- _Instructions to follow_
The entries that follow need to be printed exactly as they are, minus any pictures.

- _Records provided_

################

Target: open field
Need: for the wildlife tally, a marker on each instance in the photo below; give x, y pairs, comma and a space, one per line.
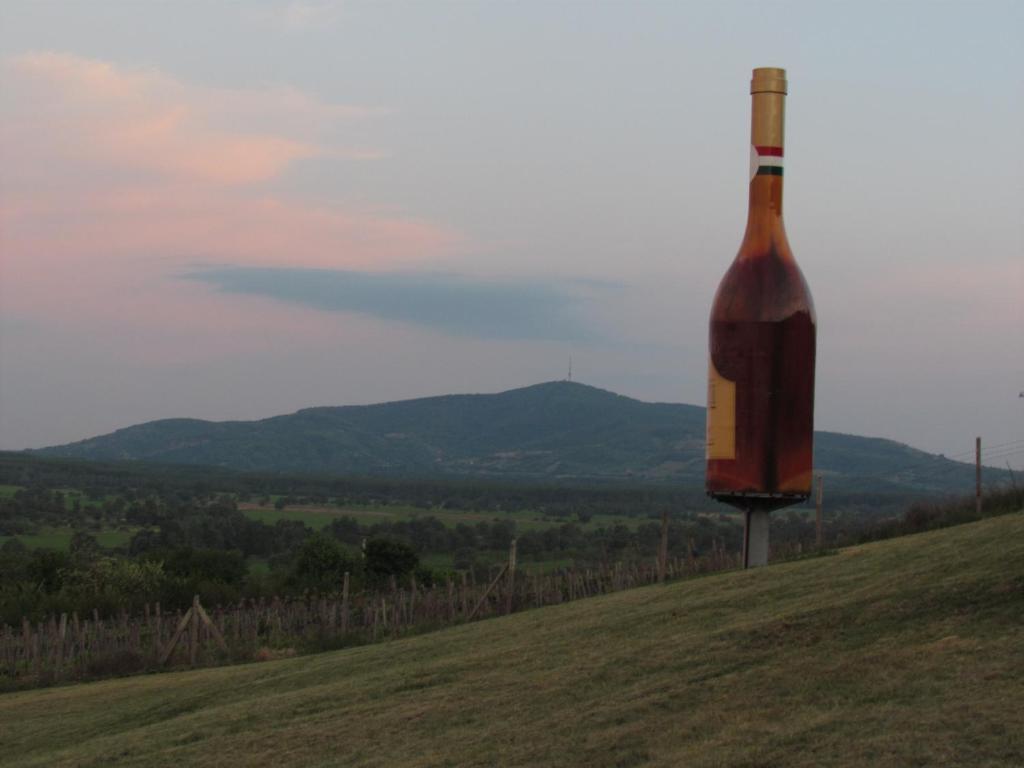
317, 517
902, 652
59, 538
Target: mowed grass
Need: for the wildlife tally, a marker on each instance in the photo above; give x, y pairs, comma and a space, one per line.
318, 517
906, 652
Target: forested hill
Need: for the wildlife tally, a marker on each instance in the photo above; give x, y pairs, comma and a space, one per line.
551, 431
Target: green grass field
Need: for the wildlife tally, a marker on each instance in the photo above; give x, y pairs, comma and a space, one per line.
59, 538
906, 652
317, 517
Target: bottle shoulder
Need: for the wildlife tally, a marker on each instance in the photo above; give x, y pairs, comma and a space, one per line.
762, 285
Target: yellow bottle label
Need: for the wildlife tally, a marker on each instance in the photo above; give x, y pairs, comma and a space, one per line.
721, 416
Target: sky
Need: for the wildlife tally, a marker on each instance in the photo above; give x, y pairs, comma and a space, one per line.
236, 210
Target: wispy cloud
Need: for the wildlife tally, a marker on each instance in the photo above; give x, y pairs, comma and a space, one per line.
452, 303
143, 120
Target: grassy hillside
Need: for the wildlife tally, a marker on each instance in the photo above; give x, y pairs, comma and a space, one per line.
553, 431
903, 652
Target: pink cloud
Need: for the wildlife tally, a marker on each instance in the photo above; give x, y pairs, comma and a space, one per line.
119, 180
147, 121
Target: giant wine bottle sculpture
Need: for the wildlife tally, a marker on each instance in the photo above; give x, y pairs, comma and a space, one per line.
761, 371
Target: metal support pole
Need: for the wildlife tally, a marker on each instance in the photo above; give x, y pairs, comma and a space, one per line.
756, 539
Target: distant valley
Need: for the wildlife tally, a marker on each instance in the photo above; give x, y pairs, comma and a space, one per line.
556, 431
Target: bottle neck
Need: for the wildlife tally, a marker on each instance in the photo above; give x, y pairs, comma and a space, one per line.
767, 139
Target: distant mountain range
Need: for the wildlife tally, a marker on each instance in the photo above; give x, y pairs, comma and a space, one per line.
555, 431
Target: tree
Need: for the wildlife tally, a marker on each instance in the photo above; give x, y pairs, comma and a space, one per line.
386, 558
321, 564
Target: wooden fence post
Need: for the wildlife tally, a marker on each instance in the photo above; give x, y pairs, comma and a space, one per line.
663, 550
488, 590
511, 578
344, 604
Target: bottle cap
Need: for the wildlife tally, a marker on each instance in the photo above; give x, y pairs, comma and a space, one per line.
768, 80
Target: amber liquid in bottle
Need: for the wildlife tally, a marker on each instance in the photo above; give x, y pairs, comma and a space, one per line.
762, 340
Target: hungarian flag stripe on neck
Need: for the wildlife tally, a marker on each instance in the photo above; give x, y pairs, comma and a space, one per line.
767, 161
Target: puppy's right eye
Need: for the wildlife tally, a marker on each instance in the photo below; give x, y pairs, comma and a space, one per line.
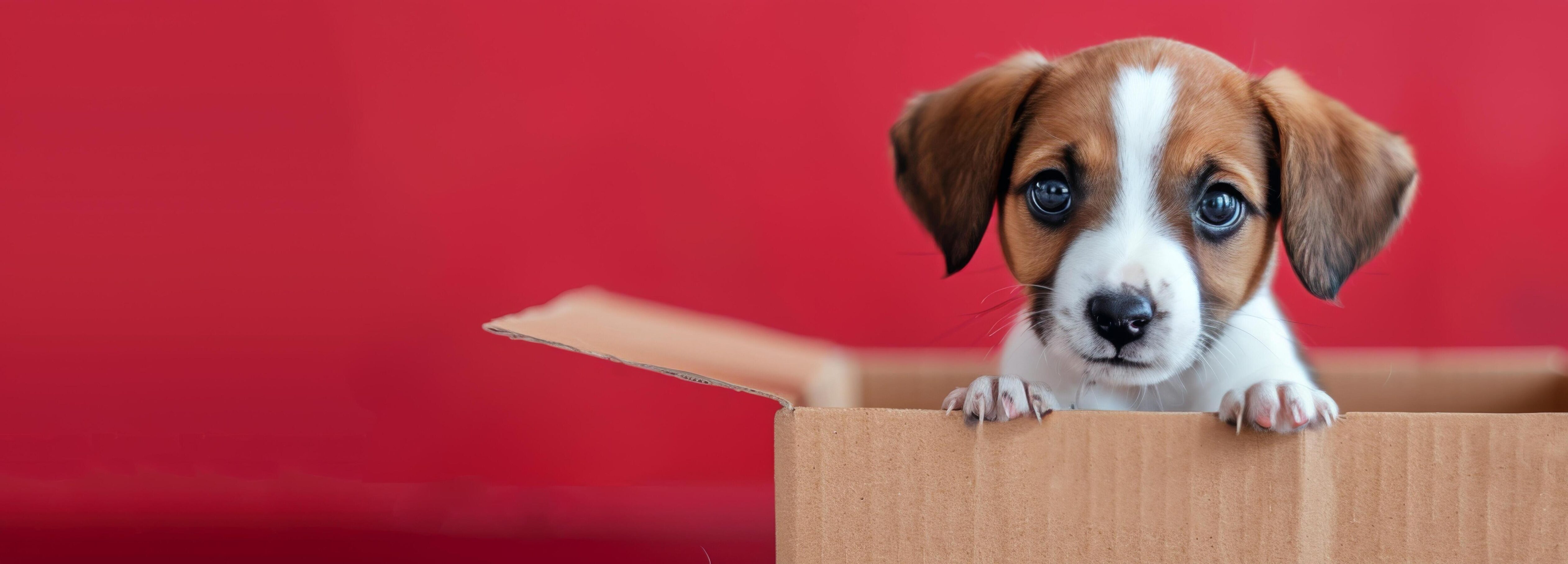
1050, 196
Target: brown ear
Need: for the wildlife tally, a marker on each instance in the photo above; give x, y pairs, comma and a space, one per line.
1344, 182
952, 153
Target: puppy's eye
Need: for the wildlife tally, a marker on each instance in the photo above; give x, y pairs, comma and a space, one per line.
1220, 208
1050, 196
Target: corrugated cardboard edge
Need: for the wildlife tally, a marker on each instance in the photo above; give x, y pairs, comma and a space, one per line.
498, 327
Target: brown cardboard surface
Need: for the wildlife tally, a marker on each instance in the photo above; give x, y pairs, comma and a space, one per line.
1382, 380
701, 348
919, 486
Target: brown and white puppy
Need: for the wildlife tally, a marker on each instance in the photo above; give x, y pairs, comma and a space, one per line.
1139, 190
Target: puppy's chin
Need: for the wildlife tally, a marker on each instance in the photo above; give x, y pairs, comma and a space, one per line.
1155, 361
1126, 372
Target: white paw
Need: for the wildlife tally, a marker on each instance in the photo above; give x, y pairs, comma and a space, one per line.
1001, 399
1279, 406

################

- _Response for this exercise_
Target: open field
Need: for the wildlife tally, a marker on each instance in the photo below; give x, y pairs, comma and a space, one per line.
317, 517
902, 652
59, 538
Target: mowed grass
Need: for the wildlife tally, a marker on each instance in the photo above; give x, y pairs, comma and a space, one per line.
318, 517
906, 652
Target: forested hill
Need: for the wildlife tally, a marker on each instance in the photo above; give x, y pairs, comma and a space, one per line.
551, 431
Target: green grass field
Need: for the wildlife tally, a marker on each instance in the photo above; give x, y pairs, comma and a space, one per line.
59, 538
906, 652
317, 517
Target: bottle shoulder
Need: for the wildlife tally, a marker on each instance in the photo above; give x, y pairs, comma and a space, one per line.
762, 285
Target: yellow bottle label
Need: for the wildlife tally, a marker on each instance in the photo above; give x, y pairs, comma and a space, one per line.
721, 416
Target: sky
Need: for the wildlife tally, a marker on each instance in the photo above; give x, y pairs, comma and a space, one per line.
236, 210
Target: wispy cloud
Need: for the wildlife tally, a marker on each instance in the photo above; give x, y pairs, comma and a space, one per line.
452, 303
143, 120
Target: grassy hillside
Need: for the wildlife tally, a marker on each instance in the photo above; give x, y pairs, comma and a space, one per line.
553, 431
903, 652
Target: pink cloud
Need: for the wildlife tally, a marker on each instance in the photo above; give x, y pairs, comma and a space, one per line.
119, 180
147, 121
Target: giant wine bottle sculpture
Need: for the wildlife tally, a marker on each instance in the photo above; give x, y pairs, comma and a space, one per line.
761, 371
Target: metal support pole
Need: for the wildlife tally, a marker on each instance in the photo above; give x, y pairs, comma and a space, one per line.
756, 539
Target: distant valley
Need: for the wildlife tally, a marker on each instance in the photo above; give x, y pairs, comma and a space, one per line.
556, 431
Target: bottle neck
Need: for the wildlife tally, a marker on each instance in the photo above; give x, y pairs, comma and a space, one per line.
767, 139
Target: distant mountain range
Need: for the wildlife tally, a marker on each instance in the photo above; give x, y pairs, comma and a space, one per line.
555, 431
Target: tree
Need: for the wildlife tally, a marker on each instance in the photo above; give x, y pairs, comma and a space, one per line.
386, 558
321, 564
Target: wooden fence post
Need: for the wildlife tally, a marker on each instance in the photo above; give x, y pairs, comma and a space, one per line.
663, 550
488, 590
511, 578
344, 604
Target: bottle cap
Need: for the wildlife tally, a marker on each instance in the photo above; give x, y pairs, comma and a space, one per line.
768, 80
Target: amber liquid in bottle
Need: for the wildlife tally, a marker on each instance in the photo above; give x, y pairs, comma and a space, one per line.
762, 340
Target: hungarian flag stripe on neck
Need: for the wildlife tally, a marker on each instance in the photo above; give x, y pairs, comma and a space, one per line.
767, 161
Target: puppy's right eye
Need: for the wildlife tally, a marker on each instance in the photo below; give x, y pairs, comma and a space, one per line.
1050, 196
Target: brown ear
Need: for the wildlife tally, a marker on each instance in the photo above; give x, y pairs, comma and a space, one per line.
1344, 182
952, 153
Target: puppy's eye
Need: for the wildlife tally, a marker on each instance in the photo above; give x, y pairs, comma and a space, one per line.
1220, 208
1050, 196
Target: corrugated cardboard edge
Need: for the wildlife tally, a marker on each instance in the photo above; give x, y pairs, comma and a space, one per line.
498, 327
Target: brown cardboard surface
Need: for the wildlife tally, a marker on each instance in the photo above; give x, y pairs, comma and a space, one per line.
1382, 380
701, 348
919, 486
Target: brown and white puppy
Need: for the wildlife tally, a marker on each instance in the photo above; give x, y pairs, comma and a space, one per line.
1139, 190
Target: puppy's chin
Need: for the wildlife tally, a marker on each instance in the photo above; give x, y pairs, comma and a space, one per line.
1155, 361
1126, 372
Target: white paw
Need: for the wildlife tally, a marker on each instance in the photo above; give x, y pairs, comma and a space, one per line.
1001, 399
1279, 406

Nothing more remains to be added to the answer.